§ Excerpt to read
Dedicated API providers

Open Settings → Connection → choose a Provider:

Provider	Auth	Notes
Anthropic	API key	Uses the Messages API (not OpenAI-compatible)
DeepSeek	API key	Strong instruction following at low cost
Groq	API key	Fast inference, limited model selection
Mistral	API key	Good quality, European-based
NanoGPT	API key	Subscription and open-source model options; see NanoGPT below
NVIDIA	API key	Routes through SillyTavern server (CORS); see NVIDIA below
Ollama	None	Local; see Local Servers
OpenAI	API key	Reliable, standard `/models` endpoint
OpenRouter	API key	Access to many models under one key
Pollinations	None	Free, no account needed; see Pollinations below
xAI (Grok)	API key	Grok models
Custom	Optional	Any OpenAI-compatible endpoint

Setup steps

Select a provider
Enter your API key (click the (get key) link for a direct link to that provider's key page)
Click Connect to fetch available models
Search and select a model
Click Test Connection to confirm it responds correctly

Recommended models

Memory extraction requires strong instruction following — the LLM must respect the extraction rules, stay within boundaries, and produce well-formatted output.

Model	Notes
GLM 4.7	Best quality and speed. Highly recommended. On NVIDIA, uses reasoning tokens — set Max response length to 2000–3000. On NanoGPT, works at default settings.
DeepSeek V3.1 / V3.2	Solid instruction following, good second choice.
Mistral Large 3	Good quality, sometimes verbose.
GPT-4.1 nano / mini	Reliable at low cost.
Llama 3.1 8B Instruct	Fast and cheap, works well for testing.

§ Provided data
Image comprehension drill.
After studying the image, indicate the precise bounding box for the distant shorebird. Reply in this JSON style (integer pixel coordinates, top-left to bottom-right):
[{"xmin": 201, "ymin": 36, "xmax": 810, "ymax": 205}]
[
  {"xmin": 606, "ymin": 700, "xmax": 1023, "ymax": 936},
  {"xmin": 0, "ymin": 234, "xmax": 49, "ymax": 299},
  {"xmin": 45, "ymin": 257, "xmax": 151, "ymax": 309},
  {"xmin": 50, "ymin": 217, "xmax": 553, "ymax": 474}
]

§ What to do
1. Translate this sentence from the text on dedicated API providers into Spanish: "Memory extraction requires strong instruction following — the LLM must respect the extraction rules, stay within boundaries, and produce well-formatted output."
2. Carry the text on dedicated API providers forward, picking up after its final line.

§ Answers to the exercise
1. La extracción de memoria requiere un seguimiento sólido de instrucciones: el LLM debe respetar las reglas de extracción, mantenerse dentro de los límites y producir una salida con el formato correcto.

2.
Avoid:

Qwen3-235B — tends toward compressed play-by-play even with the current prompt
Very small models — may reverse who did what or blur existing/new memory boundaries
Heavily censored models — may refuse to extract from mature content, returning nothing

Reasoning / thinking models

Some models spend part of their token budget on internal reasoning before producing output (e.g., GLM-4.7 on NVIDIA). CharMemory handles this transparently — it reads the reasoning output when the content field is empty. However, you need to increase Max response length to 2000–3000 to give the model enough budget for both reasoning and actual memory output. If you see "0 memories" with a thinking model, this is almost always the fix.

The Activity Log shows [reasoning: N chars] when a model uses reasoning tokens, so you can see at a glance how much of the budget is going to reasoning vs. output.

Local servers

Select Local Server from the provider dropdown, then adjust the Base URL to match your backend:

Backend	Default URL
Ollama	`http://localhost:11434/v1`
LM Studio	`http://localhost:1234/v1`
llama.cpp	`http://localhost:8080/v1`
KoboldCpp	`http://localhost:5001/v1`

You can also use a LAN IP (e.g., http://192.168.1.50:5001/v1) if the server is on another machine. No API key needed. Click Connect to fetch models, select one, and test.

Ollama CORS: Ollama requires OLLAMA_ORIGINS=* to accept browser requests. Set this as an environment variable before starting Ollama.

NanoGPT

NanoGPT provides access to a wide range of models including both subscription and open-source options. When NanoGPT is selected, filter checkboxes appear above the model list:

Filter	Description
Subscription	Models included in your NanoGPT plan
Open Source	Open-source models
Roleplay	Models suited for storytelling
Reasoning	Models with reasoning capability

Multiple filters combine as intersection (all checked filters must match). Models are grouped by their upstream provider.

NanoGPT also works as a vectorization source in Vector Storage — the same API key covers both extraction and embedding.

Pollinations

Pollinations is free and requires no account or API key — useful for trying CharMemory without signing up for anything. Select Pollinations, type a model name (e.g., openai), and click Connect.

Quality depends on which model Pollinations routes to, so it's best for testing and evaluation rather than long-term use.

NVIDIA

NVIDIA's API doesn't support browser-to-API CORS requests. CharMemory automatically routes NVIDIA calls through SillyTavern's server — your API key is passed securely via headers and never touches SillyTavern's configuration. No extra setup needed.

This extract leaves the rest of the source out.